**Task:**
Copy the material below from the line containing "Reviewer note: every instance of the beige" through the end of the material, swapping "keypoint" for "marker" and changing nothing else.

**Given records:**
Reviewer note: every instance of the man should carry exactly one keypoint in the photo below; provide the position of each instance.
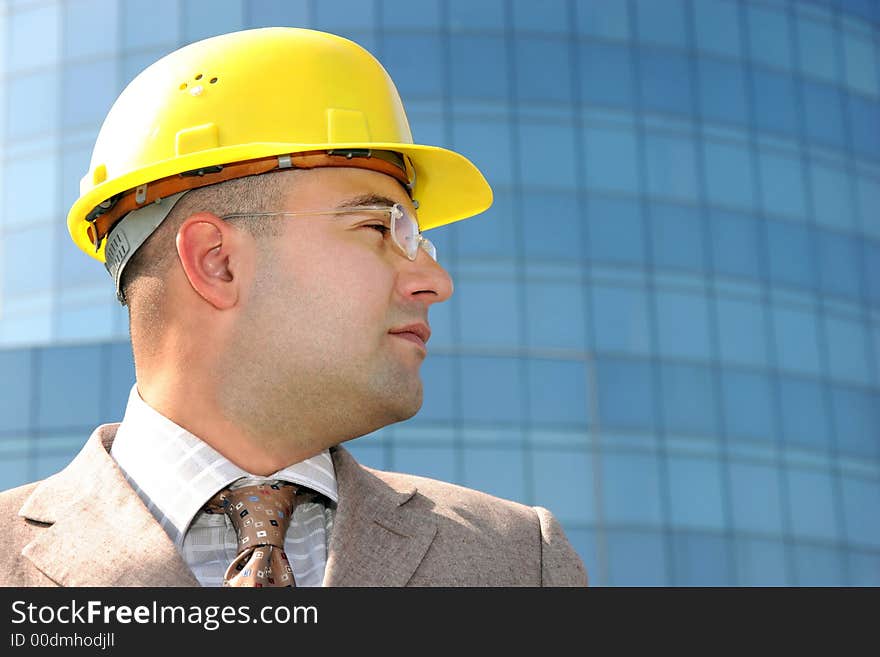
(257, 199)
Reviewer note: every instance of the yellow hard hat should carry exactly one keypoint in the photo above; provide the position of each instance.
(255, 101)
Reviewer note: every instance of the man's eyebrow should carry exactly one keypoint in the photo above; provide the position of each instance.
(366, 199)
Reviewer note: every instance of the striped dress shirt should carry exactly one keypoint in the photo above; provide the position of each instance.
(175, 474)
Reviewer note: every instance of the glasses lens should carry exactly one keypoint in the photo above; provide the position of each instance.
(406, 231)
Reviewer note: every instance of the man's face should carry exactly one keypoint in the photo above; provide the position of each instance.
(318, 322)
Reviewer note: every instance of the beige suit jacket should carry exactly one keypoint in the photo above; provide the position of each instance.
(85, 526)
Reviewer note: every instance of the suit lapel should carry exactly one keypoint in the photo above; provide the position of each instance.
(377, 539)
(100, 532)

**Reply:**
Reviewer note: every instance of the beige suit jacket should carry exactly one marker in the photo above; provide the position of each instance.
(85, 526)
Reviewer note: every instance of the suit lapel should carry exactly one marker in the photo above; provide the position of each instance.
(377, 539)
(100, 532)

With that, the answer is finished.